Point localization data
───

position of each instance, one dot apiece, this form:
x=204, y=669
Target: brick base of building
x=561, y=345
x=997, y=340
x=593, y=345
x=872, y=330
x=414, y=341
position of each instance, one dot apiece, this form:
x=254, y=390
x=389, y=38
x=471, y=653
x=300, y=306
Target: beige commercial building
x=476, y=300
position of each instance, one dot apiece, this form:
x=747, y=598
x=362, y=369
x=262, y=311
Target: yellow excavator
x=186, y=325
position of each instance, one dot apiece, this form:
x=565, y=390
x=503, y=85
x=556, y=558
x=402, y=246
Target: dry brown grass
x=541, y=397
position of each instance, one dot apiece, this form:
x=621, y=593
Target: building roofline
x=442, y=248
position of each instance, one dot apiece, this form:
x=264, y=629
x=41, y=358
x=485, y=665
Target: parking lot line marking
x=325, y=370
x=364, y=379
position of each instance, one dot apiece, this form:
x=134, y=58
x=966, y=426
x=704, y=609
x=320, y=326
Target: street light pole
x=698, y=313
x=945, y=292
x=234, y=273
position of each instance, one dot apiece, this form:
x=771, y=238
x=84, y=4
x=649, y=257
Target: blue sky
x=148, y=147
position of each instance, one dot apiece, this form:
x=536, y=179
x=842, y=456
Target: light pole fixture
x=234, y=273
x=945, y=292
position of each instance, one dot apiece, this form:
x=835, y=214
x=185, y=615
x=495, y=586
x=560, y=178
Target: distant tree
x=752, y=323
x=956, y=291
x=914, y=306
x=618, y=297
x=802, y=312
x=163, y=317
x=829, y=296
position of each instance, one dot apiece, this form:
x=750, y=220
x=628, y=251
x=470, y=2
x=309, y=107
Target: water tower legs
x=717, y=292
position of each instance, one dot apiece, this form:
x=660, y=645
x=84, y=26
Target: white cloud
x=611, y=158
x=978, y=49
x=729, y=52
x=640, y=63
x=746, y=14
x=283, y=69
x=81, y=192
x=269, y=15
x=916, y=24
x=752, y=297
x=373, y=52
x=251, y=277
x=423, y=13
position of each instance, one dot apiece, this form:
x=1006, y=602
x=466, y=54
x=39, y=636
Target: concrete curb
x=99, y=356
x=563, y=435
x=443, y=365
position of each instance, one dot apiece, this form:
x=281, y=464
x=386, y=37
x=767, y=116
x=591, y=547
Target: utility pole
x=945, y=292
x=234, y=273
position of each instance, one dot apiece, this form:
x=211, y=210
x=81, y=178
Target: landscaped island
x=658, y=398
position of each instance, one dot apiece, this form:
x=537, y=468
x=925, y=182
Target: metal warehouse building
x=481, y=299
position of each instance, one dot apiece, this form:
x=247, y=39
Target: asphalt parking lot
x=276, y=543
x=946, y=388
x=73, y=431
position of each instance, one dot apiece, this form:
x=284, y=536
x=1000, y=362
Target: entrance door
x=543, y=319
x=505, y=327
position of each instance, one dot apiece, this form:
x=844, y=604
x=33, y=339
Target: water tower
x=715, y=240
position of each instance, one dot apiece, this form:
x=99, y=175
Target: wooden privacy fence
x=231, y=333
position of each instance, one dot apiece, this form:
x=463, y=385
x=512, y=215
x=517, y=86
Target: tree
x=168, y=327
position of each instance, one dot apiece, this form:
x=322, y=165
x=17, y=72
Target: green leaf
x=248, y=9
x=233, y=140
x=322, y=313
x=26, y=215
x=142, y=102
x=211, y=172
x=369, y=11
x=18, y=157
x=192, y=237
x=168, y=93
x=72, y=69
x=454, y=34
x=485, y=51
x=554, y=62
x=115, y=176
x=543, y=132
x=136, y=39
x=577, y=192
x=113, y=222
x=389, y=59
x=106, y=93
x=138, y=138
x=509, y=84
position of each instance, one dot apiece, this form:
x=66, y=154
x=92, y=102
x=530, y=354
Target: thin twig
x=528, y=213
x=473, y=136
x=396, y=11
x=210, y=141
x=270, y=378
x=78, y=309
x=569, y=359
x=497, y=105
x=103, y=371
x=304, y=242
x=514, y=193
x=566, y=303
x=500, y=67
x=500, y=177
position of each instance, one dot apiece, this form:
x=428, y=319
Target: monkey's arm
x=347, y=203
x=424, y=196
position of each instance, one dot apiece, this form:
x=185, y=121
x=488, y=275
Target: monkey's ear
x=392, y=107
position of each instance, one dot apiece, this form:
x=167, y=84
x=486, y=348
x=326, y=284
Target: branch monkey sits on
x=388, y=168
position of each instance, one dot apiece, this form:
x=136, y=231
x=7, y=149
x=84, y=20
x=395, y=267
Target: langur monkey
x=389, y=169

───

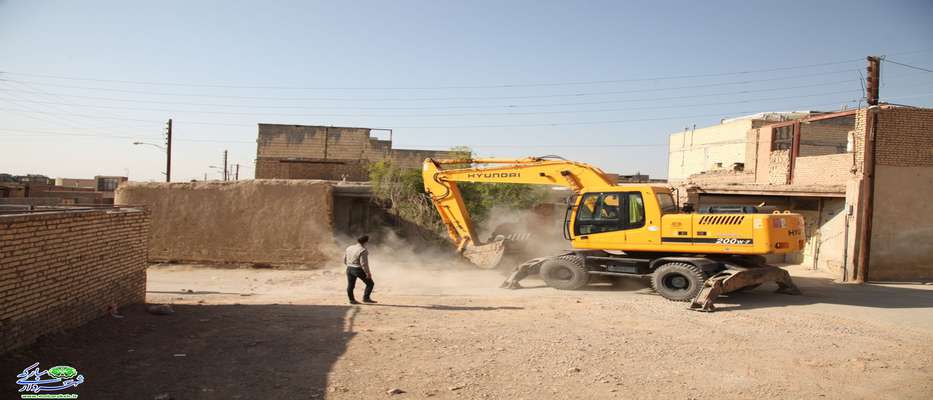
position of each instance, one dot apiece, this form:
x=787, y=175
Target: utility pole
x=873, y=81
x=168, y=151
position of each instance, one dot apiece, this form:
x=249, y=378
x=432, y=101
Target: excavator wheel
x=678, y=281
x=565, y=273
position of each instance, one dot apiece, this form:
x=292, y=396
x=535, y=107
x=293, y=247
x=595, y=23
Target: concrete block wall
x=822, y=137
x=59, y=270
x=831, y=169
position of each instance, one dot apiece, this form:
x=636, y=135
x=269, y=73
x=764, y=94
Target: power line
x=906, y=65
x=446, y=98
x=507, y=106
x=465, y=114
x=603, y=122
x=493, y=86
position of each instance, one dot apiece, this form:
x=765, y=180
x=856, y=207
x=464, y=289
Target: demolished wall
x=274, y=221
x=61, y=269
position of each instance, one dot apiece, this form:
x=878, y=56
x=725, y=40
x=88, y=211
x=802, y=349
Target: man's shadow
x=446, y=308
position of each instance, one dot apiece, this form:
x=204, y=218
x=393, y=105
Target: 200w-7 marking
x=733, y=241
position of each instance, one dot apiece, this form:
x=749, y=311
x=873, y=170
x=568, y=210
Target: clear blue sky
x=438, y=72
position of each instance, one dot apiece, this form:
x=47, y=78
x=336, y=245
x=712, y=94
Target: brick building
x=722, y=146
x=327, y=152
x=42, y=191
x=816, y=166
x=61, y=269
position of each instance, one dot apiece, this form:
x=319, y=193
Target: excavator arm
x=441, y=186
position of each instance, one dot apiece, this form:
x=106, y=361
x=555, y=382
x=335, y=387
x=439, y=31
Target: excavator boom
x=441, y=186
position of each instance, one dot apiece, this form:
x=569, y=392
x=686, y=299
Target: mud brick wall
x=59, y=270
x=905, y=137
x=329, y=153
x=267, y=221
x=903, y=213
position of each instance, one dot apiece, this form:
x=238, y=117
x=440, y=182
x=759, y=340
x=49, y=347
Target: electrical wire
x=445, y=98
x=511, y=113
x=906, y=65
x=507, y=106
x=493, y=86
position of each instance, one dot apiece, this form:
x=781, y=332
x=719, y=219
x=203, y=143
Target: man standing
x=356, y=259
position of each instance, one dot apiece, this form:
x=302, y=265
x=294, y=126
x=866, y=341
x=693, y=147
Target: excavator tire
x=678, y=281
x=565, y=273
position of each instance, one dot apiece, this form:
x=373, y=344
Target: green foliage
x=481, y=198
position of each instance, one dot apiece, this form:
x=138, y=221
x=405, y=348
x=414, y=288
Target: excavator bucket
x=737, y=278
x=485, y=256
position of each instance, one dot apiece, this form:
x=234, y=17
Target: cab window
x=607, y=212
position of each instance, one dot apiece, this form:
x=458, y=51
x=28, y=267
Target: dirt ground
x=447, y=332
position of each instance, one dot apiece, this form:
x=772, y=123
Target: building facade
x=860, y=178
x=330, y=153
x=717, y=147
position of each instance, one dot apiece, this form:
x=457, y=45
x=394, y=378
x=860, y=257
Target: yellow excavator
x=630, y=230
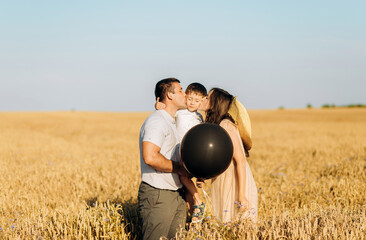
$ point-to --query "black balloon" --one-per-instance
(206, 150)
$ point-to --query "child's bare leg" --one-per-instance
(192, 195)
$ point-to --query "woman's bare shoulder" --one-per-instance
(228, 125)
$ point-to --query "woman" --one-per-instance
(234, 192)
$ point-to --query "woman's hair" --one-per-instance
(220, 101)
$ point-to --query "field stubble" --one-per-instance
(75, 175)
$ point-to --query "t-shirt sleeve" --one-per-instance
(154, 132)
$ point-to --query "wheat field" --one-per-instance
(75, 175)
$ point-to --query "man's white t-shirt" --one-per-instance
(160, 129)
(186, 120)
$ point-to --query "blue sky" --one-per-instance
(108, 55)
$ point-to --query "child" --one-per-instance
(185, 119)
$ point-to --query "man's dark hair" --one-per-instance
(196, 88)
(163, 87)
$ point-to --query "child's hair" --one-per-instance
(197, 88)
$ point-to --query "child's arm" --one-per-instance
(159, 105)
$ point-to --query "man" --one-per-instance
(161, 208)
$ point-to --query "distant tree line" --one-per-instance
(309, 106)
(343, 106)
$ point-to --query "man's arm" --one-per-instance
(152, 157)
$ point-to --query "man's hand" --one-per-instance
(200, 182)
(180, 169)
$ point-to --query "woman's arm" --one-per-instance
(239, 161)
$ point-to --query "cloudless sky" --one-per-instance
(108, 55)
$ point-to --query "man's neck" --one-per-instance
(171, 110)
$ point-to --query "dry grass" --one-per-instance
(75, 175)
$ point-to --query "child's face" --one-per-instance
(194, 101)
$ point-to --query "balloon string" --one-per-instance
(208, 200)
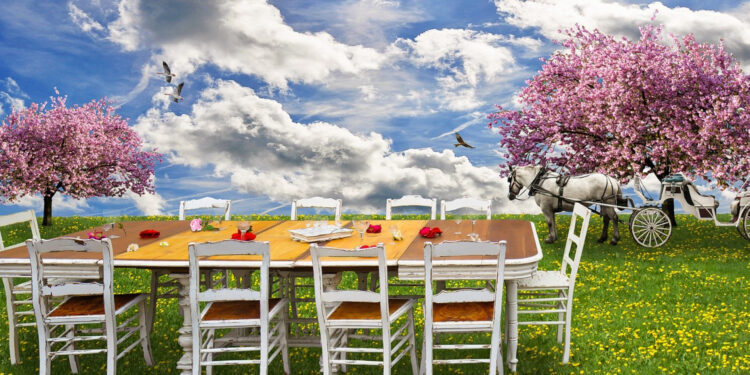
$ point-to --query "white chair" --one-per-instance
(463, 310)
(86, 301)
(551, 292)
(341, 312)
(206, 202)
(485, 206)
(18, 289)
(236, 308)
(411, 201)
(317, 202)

───

**Requirement**.
Output the lines above between the one holding "x=292, y=396" and the one holding "x=765, y=180", inclusive, with nothing before or after them.

**Written response**.
x=292, y=396
x=535, y=107
x=293, y=247
x=595, y=23
Target: concrete block wall
x=822, y=137
x=59, y=270
x=831, y=169
position of each instance, one dot apiece, this form:
x=636, y=135
x=269, y=73
x=764, y=94
Target: power line
x=906, y=65
x=446, y=98
x=507, y=106
x=465, y=114
x=603, y=122
x=493, y=86
position of each instance, one dot apiece, this form:
x=765, y=180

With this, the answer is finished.